**Short problem:**
Substitute "door" for "window" throughout the lines below, keeping everything else the same. Leave the pictures out when you give the lines again.

(Pointing and labeling lines)
+---+

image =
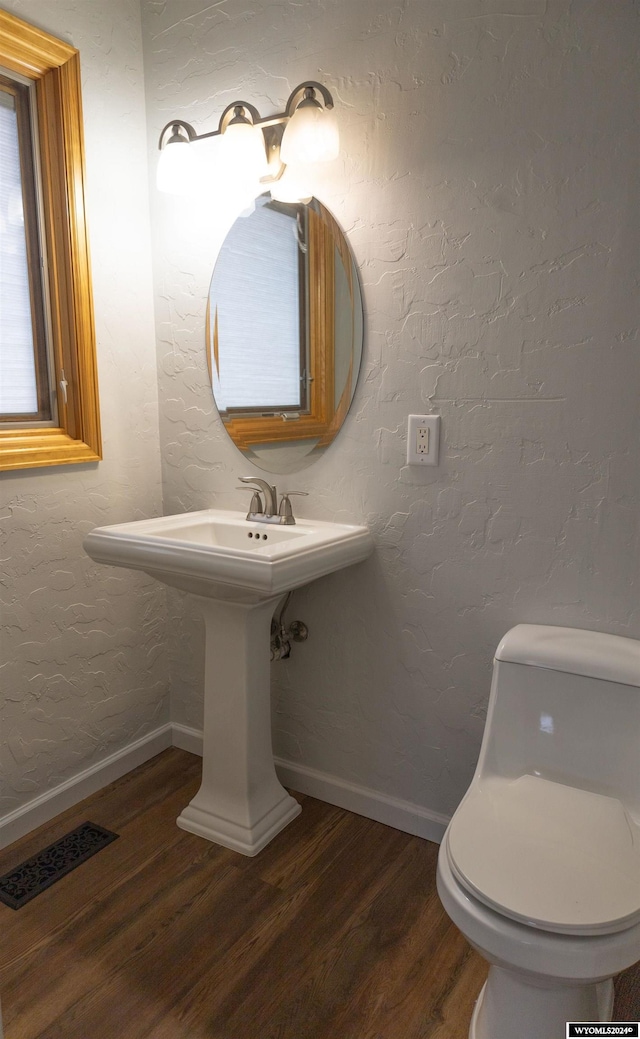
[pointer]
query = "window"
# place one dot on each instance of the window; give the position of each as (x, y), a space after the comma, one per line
(51, 417)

+---+

**Problem solution:**
image =
[pointer]
query = "door"
# place one dot on each instance of the door; give the position of each as (x, y), a space after the comma, one per line
(51, 417)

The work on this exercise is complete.